* _Exercise brief_:
Recast the part of the material that opens with the line containing "Pick-planner input: for every instance of the kitchen sink" and closes with the line containing "point(233, 245)", both included, as a Markdown table with the columns Row and Line, leaving out blank lines.

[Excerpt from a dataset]
%%

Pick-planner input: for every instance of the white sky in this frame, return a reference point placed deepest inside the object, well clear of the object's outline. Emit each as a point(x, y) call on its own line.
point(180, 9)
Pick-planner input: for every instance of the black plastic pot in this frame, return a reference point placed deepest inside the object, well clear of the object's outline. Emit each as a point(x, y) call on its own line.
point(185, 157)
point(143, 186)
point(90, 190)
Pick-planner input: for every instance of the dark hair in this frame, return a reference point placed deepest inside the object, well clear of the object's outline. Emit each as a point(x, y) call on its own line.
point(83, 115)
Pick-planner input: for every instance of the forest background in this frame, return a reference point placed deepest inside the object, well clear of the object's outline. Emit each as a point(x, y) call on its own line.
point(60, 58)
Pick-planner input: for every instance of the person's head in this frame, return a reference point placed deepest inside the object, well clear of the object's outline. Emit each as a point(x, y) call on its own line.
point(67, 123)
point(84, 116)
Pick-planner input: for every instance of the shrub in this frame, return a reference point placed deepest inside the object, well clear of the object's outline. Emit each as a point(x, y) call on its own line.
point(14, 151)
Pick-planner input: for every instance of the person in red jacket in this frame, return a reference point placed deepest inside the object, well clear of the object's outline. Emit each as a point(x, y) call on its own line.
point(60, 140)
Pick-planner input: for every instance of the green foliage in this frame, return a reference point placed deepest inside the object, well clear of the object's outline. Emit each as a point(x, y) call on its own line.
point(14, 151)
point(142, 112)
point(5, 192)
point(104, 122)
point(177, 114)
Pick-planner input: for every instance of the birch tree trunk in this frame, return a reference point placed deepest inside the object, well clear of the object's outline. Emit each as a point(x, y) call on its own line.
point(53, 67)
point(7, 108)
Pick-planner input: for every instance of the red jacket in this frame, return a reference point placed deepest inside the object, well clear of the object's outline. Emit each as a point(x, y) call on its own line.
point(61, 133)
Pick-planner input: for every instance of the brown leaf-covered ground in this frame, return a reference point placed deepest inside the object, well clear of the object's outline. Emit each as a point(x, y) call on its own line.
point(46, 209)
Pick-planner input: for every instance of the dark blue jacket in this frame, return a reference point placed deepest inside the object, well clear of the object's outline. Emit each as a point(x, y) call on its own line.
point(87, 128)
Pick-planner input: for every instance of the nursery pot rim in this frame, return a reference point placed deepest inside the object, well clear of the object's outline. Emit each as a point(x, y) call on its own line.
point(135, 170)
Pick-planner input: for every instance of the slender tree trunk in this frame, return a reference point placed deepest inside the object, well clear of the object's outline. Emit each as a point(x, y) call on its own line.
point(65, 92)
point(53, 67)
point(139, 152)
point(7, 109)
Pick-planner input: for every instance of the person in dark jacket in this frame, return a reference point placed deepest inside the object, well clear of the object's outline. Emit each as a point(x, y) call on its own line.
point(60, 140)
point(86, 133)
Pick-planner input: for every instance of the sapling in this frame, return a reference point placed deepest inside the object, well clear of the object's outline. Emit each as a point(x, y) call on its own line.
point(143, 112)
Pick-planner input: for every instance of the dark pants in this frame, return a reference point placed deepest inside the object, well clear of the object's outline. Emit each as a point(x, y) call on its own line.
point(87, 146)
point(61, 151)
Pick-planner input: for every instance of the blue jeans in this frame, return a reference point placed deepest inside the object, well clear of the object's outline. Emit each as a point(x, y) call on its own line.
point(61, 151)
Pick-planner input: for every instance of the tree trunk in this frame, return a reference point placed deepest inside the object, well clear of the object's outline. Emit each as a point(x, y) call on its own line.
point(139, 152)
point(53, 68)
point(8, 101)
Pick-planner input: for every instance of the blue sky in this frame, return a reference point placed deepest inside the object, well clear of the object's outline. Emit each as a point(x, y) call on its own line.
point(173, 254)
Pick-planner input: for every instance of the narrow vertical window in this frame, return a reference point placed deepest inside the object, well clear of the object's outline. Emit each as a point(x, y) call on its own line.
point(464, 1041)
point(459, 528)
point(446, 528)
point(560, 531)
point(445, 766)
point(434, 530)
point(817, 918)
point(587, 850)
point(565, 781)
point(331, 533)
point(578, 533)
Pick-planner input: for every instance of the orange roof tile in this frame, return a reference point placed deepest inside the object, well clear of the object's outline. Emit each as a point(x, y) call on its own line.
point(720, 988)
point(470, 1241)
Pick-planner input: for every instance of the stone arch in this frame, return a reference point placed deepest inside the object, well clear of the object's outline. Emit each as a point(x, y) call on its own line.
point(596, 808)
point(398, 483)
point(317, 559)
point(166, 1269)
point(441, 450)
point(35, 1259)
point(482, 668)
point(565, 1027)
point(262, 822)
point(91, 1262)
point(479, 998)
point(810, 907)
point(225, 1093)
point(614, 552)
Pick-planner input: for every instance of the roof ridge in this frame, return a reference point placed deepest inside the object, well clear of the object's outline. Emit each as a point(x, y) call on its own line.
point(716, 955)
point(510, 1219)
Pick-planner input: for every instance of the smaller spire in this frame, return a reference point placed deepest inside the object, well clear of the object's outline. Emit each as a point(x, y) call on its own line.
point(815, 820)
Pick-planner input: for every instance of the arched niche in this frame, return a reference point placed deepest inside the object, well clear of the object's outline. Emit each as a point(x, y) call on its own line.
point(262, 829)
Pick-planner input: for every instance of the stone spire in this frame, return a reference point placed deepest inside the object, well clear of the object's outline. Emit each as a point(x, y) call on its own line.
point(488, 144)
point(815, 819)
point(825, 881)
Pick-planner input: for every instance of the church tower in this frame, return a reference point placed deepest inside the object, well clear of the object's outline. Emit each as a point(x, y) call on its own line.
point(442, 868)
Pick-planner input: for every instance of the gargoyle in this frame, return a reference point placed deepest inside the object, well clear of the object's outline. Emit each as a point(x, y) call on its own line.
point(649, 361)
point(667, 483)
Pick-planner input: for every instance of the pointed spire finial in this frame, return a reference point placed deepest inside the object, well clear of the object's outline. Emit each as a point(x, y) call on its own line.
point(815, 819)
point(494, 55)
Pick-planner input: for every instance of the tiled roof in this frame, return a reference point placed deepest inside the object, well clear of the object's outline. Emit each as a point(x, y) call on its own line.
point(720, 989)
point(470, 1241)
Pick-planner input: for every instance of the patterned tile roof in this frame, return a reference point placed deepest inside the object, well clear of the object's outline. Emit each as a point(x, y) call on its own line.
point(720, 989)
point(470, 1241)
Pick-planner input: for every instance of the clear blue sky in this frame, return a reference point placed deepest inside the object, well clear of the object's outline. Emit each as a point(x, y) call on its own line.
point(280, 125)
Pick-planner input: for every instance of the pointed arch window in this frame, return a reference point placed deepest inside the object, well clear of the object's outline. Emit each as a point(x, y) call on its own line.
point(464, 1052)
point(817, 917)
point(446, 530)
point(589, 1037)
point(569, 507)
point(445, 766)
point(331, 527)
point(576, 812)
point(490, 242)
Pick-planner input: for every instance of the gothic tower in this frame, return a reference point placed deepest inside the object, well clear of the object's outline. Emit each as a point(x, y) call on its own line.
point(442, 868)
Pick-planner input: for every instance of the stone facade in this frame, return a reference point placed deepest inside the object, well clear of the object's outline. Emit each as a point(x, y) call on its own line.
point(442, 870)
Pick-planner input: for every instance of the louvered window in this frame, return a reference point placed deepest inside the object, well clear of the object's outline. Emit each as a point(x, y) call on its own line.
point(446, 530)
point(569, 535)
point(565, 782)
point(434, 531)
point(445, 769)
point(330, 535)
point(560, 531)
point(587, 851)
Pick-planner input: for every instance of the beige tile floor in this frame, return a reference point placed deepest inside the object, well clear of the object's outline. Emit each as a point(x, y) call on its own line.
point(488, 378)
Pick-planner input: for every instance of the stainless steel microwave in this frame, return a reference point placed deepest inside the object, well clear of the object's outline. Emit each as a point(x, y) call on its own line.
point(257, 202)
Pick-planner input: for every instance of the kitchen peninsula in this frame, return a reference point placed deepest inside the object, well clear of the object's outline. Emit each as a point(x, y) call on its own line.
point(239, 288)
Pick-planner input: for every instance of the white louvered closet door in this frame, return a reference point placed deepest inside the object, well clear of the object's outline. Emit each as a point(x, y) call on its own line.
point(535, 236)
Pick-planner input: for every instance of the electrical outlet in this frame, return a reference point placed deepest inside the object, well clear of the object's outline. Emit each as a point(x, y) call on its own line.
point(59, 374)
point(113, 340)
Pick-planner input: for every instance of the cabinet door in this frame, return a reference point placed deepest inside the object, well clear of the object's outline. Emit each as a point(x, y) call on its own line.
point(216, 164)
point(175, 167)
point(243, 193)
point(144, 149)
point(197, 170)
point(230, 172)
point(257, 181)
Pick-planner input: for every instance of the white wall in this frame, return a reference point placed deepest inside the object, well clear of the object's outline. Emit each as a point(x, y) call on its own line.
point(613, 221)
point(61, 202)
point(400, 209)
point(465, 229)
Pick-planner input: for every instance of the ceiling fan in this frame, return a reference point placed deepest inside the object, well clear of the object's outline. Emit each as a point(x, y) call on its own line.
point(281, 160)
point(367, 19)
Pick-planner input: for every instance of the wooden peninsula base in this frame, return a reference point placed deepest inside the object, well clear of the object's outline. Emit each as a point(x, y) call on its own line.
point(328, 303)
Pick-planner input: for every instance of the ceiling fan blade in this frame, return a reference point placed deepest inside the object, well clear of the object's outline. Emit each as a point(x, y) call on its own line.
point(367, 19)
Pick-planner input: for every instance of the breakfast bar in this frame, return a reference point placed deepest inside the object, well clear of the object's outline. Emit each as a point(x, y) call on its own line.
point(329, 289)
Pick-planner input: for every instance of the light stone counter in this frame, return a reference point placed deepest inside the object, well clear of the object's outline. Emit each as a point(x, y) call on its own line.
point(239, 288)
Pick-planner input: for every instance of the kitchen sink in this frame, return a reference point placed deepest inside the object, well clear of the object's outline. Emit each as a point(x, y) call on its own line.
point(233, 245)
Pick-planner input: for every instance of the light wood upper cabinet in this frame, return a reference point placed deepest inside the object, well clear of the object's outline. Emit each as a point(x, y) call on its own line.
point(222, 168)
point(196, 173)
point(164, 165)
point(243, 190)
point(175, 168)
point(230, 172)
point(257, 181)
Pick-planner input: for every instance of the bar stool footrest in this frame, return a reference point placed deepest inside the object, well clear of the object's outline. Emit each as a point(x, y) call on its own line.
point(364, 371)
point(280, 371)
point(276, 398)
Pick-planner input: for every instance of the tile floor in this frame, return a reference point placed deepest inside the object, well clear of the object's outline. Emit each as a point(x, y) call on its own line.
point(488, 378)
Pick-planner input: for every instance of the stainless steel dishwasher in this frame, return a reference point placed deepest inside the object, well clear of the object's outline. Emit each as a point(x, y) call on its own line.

%%

* _Response_:
| Row | Line |
|---|---|
| 1 | Pick-planner input: for every instance of the kitchen sink in this frame, return a reference point placed deepest inside the object, well clear of the object's outline. Emit each as a point(x, y) call on its own line. |
| 2 | point(233, 245) |